He is one of my favorite English writers, I've been reading him since he began publishing in Interzone — I just slowed down a bit these last ten years, and now I have a lot of stuff to go back to. So, Starship Seasons, which is four novellas taking place on the backwater planet Chalcedony, Delta Pavonis. The principal character is David Conway, who has taken refuge there after the death of this daughter and the end of his marriage.
And he finds a new family, in the form of three friends. And they have adventures (sort of), with aliens.

(A necessary aside : this winter, I had to deliberately, forcefully decide I wouldn't watch the reruns of Friends on tv. There's nothing worse, really, than watching these funny tv shows, which are completely depressing, being what lonely people watch when they come home from work. Tv shows that must be deliberately made for them, as an audience :  otherwise, why would they be about groups of people being friends and having adventures, not a stupid normal life like you and me ? So, I though there was nothing more awful and depressing than to watch Friends while eating, so I decided not to watch it, even if it is funny— and ended up watching reruns of Stargate. Sigh. Anyway, now I have Netflix.)

#### SOURCE INFORMATION

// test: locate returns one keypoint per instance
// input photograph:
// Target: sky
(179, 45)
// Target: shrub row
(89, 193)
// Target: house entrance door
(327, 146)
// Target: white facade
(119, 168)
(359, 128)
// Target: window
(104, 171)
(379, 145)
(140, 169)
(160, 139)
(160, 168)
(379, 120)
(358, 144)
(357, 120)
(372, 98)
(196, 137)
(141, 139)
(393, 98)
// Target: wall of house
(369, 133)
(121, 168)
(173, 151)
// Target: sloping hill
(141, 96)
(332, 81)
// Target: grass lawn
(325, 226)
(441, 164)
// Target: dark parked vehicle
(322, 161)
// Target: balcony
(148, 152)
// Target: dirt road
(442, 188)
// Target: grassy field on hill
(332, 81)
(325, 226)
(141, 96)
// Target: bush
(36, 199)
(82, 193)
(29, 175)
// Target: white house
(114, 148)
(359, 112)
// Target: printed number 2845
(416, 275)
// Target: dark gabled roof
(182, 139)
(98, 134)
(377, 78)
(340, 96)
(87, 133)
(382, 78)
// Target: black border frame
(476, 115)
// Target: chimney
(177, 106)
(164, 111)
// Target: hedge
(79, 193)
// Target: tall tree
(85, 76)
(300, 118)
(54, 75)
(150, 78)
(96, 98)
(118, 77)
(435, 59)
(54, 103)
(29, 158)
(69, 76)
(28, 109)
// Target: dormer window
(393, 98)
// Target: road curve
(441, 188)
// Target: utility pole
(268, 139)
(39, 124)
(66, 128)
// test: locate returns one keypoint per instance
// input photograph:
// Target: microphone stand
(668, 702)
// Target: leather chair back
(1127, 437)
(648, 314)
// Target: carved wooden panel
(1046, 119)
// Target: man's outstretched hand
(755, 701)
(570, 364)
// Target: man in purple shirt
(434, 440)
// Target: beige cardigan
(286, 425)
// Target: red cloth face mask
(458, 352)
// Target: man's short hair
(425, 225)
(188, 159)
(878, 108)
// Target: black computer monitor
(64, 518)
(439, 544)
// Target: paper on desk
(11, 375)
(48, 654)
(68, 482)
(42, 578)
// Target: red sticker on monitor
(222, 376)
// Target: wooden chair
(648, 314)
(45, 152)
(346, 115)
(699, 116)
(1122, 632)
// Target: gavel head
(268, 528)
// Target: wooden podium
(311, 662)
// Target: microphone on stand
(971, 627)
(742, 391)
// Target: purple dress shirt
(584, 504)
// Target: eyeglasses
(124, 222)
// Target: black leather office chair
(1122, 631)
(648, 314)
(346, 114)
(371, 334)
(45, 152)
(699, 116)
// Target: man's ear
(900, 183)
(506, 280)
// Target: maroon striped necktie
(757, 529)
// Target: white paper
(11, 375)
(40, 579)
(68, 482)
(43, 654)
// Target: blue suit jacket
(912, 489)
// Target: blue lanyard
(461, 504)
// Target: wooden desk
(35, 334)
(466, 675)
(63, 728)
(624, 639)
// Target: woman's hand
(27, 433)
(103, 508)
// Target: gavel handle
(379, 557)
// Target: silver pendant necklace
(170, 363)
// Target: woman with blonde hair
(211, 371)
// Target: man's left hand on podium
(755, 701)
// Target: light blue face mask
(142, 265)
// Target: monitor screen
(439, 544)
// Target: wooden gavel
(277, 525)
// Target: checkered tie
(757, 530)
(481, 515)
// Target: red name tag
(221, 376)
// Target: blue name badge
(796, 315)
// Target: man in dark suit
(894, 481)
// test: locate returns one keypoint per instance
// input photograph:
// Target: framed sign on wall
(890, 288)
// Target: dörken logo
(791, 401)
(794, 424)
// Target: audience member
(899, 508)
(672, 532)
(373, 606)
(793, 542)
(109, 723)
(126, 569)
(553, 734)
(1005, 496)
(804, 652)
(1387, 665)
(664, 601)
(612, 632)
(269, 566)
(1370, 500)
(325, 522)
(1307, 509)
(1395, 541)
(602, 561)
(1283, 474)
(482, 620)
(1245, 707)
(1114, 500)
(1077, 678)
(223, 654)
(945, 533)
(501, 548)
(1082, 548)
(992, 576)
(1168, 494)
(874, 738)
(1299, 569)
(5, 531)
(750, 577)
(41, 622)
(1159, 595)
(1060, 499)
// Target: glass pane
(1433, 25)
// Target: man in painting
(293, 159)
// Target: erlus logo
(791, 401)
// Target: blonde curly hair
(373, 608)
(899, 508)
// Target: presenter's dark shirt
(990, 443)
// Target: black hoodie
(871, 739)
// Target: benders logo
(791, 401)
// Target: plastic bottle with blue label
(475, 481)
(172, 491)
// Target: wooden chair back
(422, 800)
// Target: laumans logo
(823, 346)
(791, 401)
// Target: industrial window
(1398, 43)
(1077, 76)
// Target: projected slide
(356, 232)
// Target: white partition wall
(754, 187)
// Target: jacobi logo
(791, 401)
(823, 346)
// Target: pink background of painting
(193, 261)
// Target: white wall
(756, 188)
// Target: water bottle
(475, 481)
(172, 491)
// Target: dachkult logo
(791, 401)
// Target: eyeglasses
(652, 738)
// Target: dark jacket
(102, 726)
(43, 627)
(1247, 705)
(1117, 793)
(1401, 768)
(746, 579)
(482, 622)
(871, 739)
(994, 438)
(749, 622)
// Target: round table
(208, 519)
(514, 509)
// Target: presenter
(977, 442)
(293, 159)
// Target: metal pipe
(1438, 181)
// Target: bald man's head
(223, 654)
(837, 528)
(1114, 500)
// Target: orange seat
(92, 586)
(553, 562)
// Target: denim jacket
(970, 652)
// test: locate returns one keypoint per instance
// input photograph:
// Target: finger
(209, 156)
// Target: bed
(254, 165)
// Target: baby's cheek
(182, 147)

#### WHAT THE TASK ASKS
In the text about Starship Seasons, how many novellas does the book contain, and on what planet do they take place?

#### TASK RESPONSE
It contains four novellas, set on the backwater planet Chalcedony, Delta Pavonis.